PROBLEM 1:
Answer these questions about the passage on historical representations and identity management strategies:
(a) How does the passage describe British national identity in general?
(b) What does the abbreviation IMS stand for?
(c) What are the two ways IMS can be achieved?
PROBLEM 2: Could you extend the passage on historical representations and identity management strategies past its final sentence?

GIVEN PASSAGE:
******************************
Historical representations and identity management strategies
The second stage of the model we test addresses how differing perceptions of social identity in turn predict behavioural outcomes. Historical narratives shape preferences for the group's future, and the identity maintenance strategies that group members adopt . For example, Cinnirella’s [33,34] investigation of European and national identities in Britain suggested that British national identity is generally past-oriented, partly because of Britain’s former domination of world affairs and massive colonial empire. Consequently, this forms a prominent and potential barrier to Britons adopting a European identity, since Britain’s past is often perceived and construed as under threat from European integration. Cinnirella [4,33,34] shows that a group’s past can motivate social identity maintenance (i.e., behaviour aimed at maintaining a pre-existing, high-status social identity). Consistent with Cinnirella’s work, we suggest that a group’s past should also influence identity management strategies (IMS; i.e., behaviour aimed at attaining a higher-status social identity from a low-status position) [3,5]. This is because identity maintenance and management both serve the same function of assuring a high-status (positive) social identity. IMS can either be achieved individually by group members’ attempts to improve their individual position and not that of the group, or collectively by group members’ attempts to improve the position of the group as a whole .
******************************
PROVIDED DATA:
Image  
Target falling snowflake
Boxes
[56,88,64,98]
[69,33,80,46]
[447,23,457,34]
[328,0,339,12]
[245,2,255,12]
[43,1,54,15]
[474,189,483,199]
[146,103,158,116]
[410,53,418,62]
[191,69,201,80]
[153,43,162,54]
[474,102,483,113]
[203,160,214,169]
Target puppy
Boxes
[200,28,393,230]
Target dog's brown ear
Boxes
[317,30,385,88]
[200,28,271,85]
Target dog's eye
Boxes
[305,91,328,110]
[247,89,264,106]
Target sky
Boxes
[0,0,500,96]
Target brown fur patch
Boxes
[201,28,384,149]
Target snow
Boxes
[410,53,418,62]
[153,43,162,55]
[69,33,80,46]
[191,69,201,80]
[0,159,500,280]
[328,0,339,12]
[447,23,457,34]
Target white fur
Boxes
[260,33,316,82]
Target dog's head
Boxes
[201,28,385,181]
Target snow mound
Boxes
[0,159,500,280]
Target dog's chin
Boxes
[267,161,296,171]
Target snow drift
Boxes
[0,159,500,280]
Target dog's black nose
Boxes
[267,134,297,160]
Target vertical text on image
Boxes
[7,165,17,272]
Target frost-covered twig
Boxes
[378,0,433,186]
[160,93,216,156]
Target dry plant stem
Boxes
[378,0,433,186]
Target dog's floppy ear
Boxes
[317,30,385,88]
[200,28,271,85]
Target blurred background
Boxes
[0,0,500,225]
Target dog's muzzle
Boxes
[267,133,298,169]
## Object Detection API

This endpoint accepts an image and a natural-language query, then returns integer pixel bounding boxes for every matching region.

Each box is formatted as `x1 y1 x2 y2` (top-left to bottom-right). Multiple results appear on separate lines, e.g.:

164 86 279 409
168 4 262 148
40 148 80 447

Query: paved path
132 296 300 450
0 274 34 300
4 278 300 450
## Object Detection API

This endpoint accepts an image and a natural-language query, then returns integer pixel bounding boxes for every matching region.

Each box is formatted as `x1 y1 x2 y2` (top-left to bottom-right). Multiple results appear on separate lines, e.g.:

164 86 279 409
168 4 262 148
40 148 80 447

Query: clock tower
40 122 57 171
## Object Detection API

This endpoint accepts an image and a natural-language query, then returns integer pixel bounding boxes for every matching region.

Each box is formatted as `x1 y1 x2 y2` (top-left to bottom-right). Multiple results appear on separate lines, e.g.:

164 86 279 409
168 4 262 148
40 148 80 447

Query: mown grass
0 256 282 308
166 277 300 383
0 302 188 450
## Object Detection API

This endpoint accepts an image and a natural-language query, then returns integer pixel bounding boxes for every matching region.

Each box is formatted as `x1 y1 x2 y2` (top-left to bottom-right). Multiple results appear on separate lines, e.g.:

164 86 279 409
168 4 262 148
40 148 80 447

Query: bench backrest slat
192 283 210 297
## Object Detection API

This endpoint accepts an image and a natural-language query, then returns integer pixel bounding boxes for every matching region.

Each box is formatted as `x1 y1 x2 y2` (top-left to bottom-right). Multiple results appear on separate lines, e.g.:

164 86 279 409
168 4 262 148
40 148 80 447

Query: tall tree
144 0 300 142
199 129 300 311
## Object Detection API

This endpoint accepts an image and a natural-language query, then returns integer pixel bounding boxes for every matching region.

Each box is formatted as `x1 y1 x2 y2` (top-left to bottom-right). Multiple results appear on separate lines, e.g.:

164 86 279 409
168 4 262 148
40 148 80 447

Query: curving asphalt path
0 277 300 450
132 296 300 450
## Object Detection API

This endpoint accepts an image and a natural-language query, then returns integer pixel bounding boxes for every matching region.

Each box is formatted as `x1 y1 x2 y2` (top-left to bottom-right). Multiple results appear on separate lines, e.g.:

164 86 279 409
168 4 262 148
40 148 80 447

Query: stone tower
******************************
FINAL RESULT 1:
(a) Generally past-oriented.
(b) Identity management strategies.
(c) Individually, through group members' attempts to improve their own position rather than the group's, or collectively, through their attempts to improve the position of the group as a whole.

FINAL RESULT 2:
Social identity theory (SIT) outlines three different IMS . First, individuals may try to leave or dissociate themselves from their group, referred to as individual mobility. Individual mobility is closely related to assimilation , which occurs when a low-status group tries to emulate a higher-status group; and also individuation, which occurs when members of a low-status group define themselves as unique individuals and no longer as group members, and therefore can’t be affected by negative group evaluations . Second, individuals may try to change the favourability of intergroup comparison for the in-group, referred to as social creativity. This include strategies such as: re-evaluation of comparison dimension, which involves devaluing the comparison dimension which defines their group’s low status; new group comparison, which involves making comparisons with an even lower-status outgroup ; and new comparison dimension, which involves comparing the ingroup and an outgroup on new dimension(s) on which the ingroup compares more favourably, and rejecting comparisons on dimensions that will end in negative outcomes for the in-group . Other social creativity strategies identified in subsequent research include subordinate re-categorisation, which involves improving self-evaluation by dividing the ingroup into two or more sub-groups, which are perceived to be in a higher-status position relative to that of the (superordinate) ingroup .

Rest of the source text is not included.